• **What is required**
Filter the listing below for "gold" and report every line that has it.
^^^^^^^^
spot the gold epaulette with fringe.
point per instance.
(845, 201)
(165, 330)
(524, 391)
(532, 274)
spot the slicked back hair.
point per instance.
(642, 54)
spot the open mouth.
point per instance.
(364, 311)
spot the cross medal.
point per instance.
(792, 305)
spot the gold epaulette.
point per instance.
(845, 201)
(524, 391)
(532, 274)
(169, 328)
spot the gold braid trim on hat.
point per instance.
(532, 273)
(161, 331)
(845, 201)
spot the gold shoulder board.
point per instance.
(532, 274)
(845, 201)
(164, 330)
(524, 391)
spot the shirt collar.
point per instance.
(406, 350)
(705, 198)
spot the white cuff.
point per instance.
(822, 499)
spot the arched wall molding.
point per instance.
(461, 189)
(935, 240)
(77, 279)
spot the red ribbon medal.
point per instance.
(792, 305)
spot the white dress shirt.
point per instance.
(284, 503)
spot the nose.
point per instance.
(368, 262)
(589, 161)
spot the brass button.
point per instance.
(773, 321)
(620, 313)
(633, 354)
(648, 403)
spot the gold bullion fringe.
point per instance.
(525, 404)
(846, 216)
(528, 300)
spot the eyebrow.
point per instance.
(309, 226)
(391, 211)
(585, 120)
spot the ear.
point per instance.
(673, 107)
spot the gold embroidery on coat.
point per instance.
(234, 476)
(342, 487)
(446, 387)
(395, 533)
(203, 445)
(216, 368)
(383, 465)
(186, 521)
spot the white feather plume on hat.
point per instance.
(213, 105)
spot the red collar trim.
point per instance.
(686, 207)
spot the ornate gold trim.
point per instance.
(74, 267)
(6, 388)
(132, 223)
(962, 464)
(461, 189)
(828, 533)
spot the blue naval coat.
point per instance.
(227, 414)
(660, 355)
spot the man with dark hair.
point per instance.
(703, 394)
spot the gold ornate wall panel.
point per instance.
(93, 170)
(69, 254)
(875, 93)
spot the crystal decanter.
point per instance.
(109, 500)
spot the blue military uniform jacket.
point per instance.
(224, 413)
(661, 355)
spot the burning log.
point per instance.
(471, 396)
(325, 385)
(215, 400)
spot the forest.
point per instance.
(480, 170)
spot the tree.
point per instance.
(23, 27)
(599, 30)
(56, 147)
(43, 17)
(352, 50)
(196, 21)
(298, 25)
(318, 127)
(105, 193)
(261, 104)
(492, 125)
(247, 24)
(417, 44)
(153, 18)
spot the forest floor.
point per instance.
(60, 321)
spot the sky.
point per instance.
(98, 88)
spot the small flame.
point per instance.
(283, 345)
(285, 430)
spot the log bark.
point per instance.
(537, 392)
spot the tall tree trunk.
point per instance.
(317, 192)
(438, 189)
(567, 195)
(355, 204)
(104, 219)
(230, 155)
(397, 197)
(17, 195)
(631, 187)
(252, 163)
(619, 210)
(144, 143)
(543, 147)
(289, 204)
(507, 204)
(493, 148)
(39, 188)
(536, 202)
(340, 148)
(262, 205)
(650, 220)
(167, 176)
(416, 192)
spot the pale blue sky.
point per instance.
^^^^^^^^
• **Response box**
spot the gold epaulette with fringe.
spot the gold epaulette.
spot the gold braid trim on hat.
spot the gold shoulder board.
spot the gold bullion fringe.
spot the gold embroidery on coat.
spot the ornate gold trim.
spot the gold ornate wall panel.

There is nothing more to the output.